┌─ Texto de la página
Unidos en la región del Gran Chaco y divididos por una frontera que se comba a lo largo de más de setecientos kilómetros, Bolivia y Paraguay, hoy día fuertemente involucrados en actividades relacionadas con la ganadería, la agroindustria y, desde la década de los setenta al menos, con el procesamiento de diversos aceites (de soja y de girasol, entre otros), han visto cómo sus economías nacionales han estado condicionadas, tradicionalmente, por la necesidad de la exportación inmediata. La cartografía no los favorece: no poseen puertos marítimos y por esa razón, la misma que hizo que en sus territorios no floreciera la literatura de viaje en el siglo XIX, el comercio que realizan conlleva una serie de obstáculos difíciles de zanjar.
Ambos países tienen una fuerte influencia indígena, en Bolivia hay treinta y seis etnias distintas, reconocidas en su Constitución Política del Estado y en Paraguay existen más de veinte, y, no obstante la diferencia en el tamaño de sus superficies —Paraguay podría superponerse casi tres veces en el área de Bolivia, como un dedo en la frente—, sus respectivos PIB per cápita están prácticamente empatados, todavía en la zaga de la economía continental.
└─
Tu objetivo >> Devuelve sin cambios el fragmento del texto sobre Bolivia y Paraguay que va desde "Unidos en la" hasta "difíciles de zanjar.", ambos incluidos.
┌─ Extracto de datos
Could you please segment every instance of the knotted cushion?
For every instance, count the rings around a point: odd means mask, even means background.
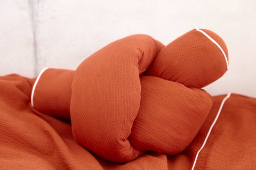
[[[135,35],[114,41],[76,71],[48,69],[38,75],[31,105],[71,120],[86,149],[124,163],[147,150],[174,155],[192,141],[212,105],[201,88],[228,68],[226,45],[194,29],[164,46]]]

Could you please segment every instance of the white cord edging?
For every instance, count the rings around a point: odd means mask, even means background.
[[[224,57],[225,58],[225,61],[226,61],[226,64],[227,64],[227,70],[228,70],[229,69],[229,67],[228,67],[228,58],[227,57],[227,56],[226,55],[226,54],[225,53],[224,53],[224,51],[223,50],[222,48],[221,48],[221,47],[219,45],[219,44],[218,44],[217,42],[216,42],[212,37],[210,37],[207,33],[205,33],[205,32],[204,32],[204,31],[203,30],[201,30],[199,29],[198,29],[197,28],[196,28],[196,29],[197,31],[201,32],[202,33],[203,33],[204,35],[205,35],[205,36],[206,36],[207,38],[208,38],[211,41],[212,41],[212,42],[213,42],[214,44],[215,44],[215,45],[216,45],[218,47],[219,47],[219,48],[220,49],[220,50],[221,51],[221,52],[222,53],[223,55],[224,55]]]
[[[35,89],[36,89],[36,85],[37,84],[37,83],[38,82],[39,79],[40,79],[40,77],[41,76],[42,74],[47,69],[48,67],[45,67],[41,71],[40,73],[39,73],[38,76],[37,76],[37,78],[36,78],[36,82],[35,82],[35,84],[34,84],[33,88],[32,89],[32,92],[31,93],[31,105],[33,107],[34,107],[33,98],[34,98],[34,94],[35,94]]]
[[[206,143],[206,141],[208,139],[208,138],[209,137],[210,134],[211,133],[211,131],[212,131],[212,128],[213,128],[213,126],[214,125],[215,123],[217,121],[217,119],[219,117],[219,116],[220,115],[220,112],[221,112],[221,109],[222,109],[223,105],[224,105],[224,103],[225,103],[226,100],[229,98],[230,96],[231,93],[228,93],[227,96],[222,100],[222,102],[221,102],[221,104],[220,105],[220,108],[219,109],[219,111],[218,112],[217,115],[215,117],[214,120],[213,121],[213,122],[212,122],[212,125],[211,125],[211,127],[210,128],[209,131],[208,131],[208,133],[207,133],[206,137],[205,137],[205,139],[204,140],[204,143],[203,143],[203,145],[202,146],[201,148],[199,150],[197,151],[197,154],[196,154],[196,158],[195,158],[195,160],[193,164],[193,166],[192,167],[191,170],[193,170],[194,168],[195,168],[195,166],[196,165],[196,160],[197,160],[197,157],[198,157],[199,153],[201,151],[202,149],[204,148],[204,146],[205,145],[205,143]]]

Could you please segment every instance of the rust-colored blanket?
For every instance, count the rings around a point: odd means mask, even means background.
[[[166,47],[126,37],[76,71],[1,76],[0,169],[255,169],[256,99],[201,89],[228,60],[197,29]]]

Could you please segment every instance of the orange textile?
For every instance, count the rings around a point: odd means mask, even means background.
[[[0,77],[3,169],[190,169],[225,96],[202,88],[227,69],[218,35],[166,46],[137,35],[75,71]],[[226,58],[225,58],[226,57]],[[256,168],[256,99],[231,94],[195,169]]]

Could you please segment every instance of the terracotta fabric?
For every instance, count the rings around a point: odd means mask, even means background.
[[[227,56],[221,38],[203,30]],[[200,88],[226,70],[220,49],[195,29],[166,47],[127,37],[76,71],[48,69],[36,81],[1,77],[0,166],[189,169],[225,97]],[[196,168],[255,168],[255,99],[232,94]]]
[[[69,121],[30,105],[35,79],[0,77],[1,169],[191,169],[226,95],[213,97],[206,119],[192,142],[173,156],[148,151],[124,164],[105,160],[79,144]],[[225,102],[195,169],[255,169],[256,99],[231,94]]]

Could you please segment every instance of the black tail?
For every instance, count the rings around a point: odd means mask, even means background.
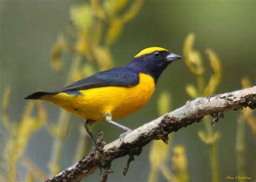
[[[49,95],[51,94],[56,94],[58,92],[37,92],[31,94],[30,96],[24,98],[25,99],[39,99],[42,96]]]

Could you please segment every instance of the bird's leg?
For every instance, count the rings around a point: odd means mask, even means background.
[[[93,142],[95,146],[92,147],[92,150],[95,151],[96,148],[97,147],[97,145],[96,140],[94,138],[93,136],[92,135],[92,133],[91,132],[92,124],[95,122],[95,121],[93,120],[86,119],[84,122],[84,128],[85,129],[85,130],[86,131],[87,133],[88,133],[88,135],[89,136],[90,138],[91,138],[92,141]]]
[[[129,129],[129,128],[128,128],[126,126],[123,126],[123,125],[120,125],[120,124],[118,124],[118,123],[117,123],[115,122],[112,121],[112,116],[111,116],[111,113],[108,113],[107,114],[104,114],[104,116],[103,116],[103,118],[104,118],[104,120],[106,122],[107,122],[107,123],[111,123],[112,125],[115,125],[115,126],[116,126],[118,127],[120,127],[120,129],[122,129],[123,130],[125,130],[127,132],[129,132],[132,131],[132,130],[131,130],[130,129]],[[121,141],[122,141],[123,139],[126,135],[126,134],[127,134],[127,132],[124,133],[122,133],[120,135],[119,139]]]

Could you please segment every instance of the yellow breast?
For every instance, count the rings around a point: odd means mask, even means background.
[[[154,79],[139,74],[139,83],[133,86],[106,86],[80,90],[80,95],[64,93],[42,99],[56,104],[84,119],[103,120],[104,113],[113,119],[130,114],[144,106],[155,90]]]

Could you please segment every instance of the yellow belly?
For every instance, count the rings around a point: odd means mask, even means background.
[[[64,93],[43,96],[42,99],[57,105],[83,119],[103,121],[104,113],[113,119],[129,115],[144,106],[155,90],[150,76],[139,74],[140,81],[133,86],[106,86],[80,90],[80,95]]]

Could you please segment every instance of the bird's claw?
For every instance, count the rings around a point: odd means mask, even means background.
[[[122,134],[120,135],[120,136],[119,136],[119,140],[120,140],[120,141],[121,141],[121,142],[123,142],[124,137],[125,137],[125,136],[126,136],[126,134],[128,134],[128,133],[130,132],[131,131],[132,131],[132,130],[127,131],[126,132],[125,132],[125,133],[122,133]]]
[[[93,146],[92,150],[93,151],[93,152],[96,152],[97,151],[97,148],[98,148],[98,145],[95,145],[95,146]]]

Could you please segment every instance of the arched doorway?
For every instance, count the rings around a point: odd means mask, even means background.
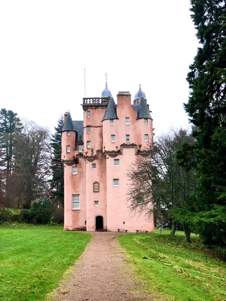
└─
Resultado del ejercicio >>
Unidos en la región del Gran Chaco y divididos por una frontera que se comba a lo largo de más de setecientos kilómetros, Bolivia y Paraguay, hoy día fuertemente involucrados en actividades relacionadas con la ganadería, la agroindustria y, desde la década de los setenta al menos, con el procesamiento de diversos aceites (de soja y de girasol, entre otros), han visto cómo sus economías nacionales han estado condicionadas, tradicionalmente, por la necesidad de la exportación inmediata. La cartografía no los favorece: no poseen puertos marítimos y por esa razón, la misma que hizo que en sus territorios no floreciera la literatura de viaje en el siglo XIX, el comercio que realizan conlleva una serie de obstáculos difíciles de zanjar.